• What the exercise asks: Pictures should be left out while the data beneath this task is written out word for word.

• Stored items from a collection:

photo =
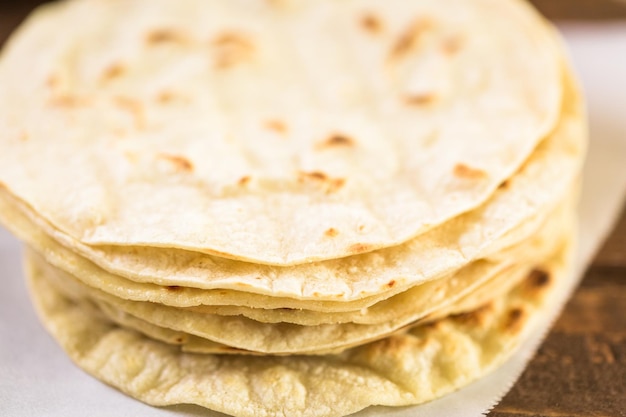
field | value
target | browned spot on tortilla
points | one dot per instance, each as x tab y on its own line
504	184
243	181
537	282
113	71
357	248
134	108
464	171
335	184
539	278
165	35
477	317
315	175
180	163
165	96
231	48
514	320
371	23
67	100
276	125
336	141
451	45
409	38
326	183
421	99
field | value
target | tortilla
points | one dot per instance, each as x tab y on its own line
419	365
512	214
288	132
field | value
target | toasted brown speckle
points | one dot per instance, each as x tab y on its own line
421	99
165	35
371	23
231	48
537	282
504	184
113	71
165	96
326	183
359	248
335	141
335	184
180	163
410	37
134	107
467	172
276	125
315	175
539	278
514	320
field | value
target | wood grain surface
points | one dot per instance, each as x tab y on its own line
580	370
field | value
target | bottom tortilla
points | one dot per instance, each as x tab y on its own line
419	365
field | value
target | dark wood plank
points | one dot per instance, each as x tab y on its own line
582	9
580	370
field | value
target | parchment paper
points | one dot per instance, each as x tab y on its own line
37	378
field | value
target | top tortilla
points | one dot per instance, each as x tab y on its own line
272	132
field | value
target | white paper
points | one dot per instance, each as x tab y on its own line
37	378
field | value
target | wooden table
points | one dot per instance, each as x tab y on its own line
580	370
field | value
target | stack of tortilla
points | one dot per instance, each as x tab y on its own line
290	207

• Final answer:
photo =
field | value
target | browned spot on tortilla
points | one dot per instance, each as x tab y on its own line
504	184
243	181
537	282
113	71
357	248
134	108
464	171
335	184
539	278
165	35
477	317
315	175
180	163
165	96
231	48
514	320
371	23
67	100
276	125
336	141
451	45
409	38
326	183
421	99
field | value
target | tortilla
points | one dot per instance, each as x tab y on its own line
419	365
512	214
288	132
field | value
target | toasted brown speckle
points | one dot per instance, each as x tab y on its own line
421	99
165	35
371	23
231	48
537	282
504	184
113	71
165	96
326	183
359	248
335	141
335	184
180	163
410	37
134	107
467	172
276	125
315	175
539	278
514	320
field | value
target | wood grain surface
points | one dot per instance, each as x tab y on its own line
580	370
field | value
target | bottom tortilla
points | one dot per instance, each as x tab y on its own line
419	365
field | value
target | dark wood plank
points | one dot per instance, each as x tab y on its own line
582	9
580	370
field | value
target | parchment paper
points | one dot per instance, each as x tab y on its own line
37	378
field | value
target | top tortilla
points | one dot per instance, each as x tab y on its own line
272	132
field | value
target | white paper
points | one dot per instance, each as x tab y on its own line
37	378
field | value
target | wooden table
points | one dot per instance, each as x tab y on its own line
580	370
field | value
target | stack of tortilla
points | one dot per instance, each as x tab y on its own line
290	207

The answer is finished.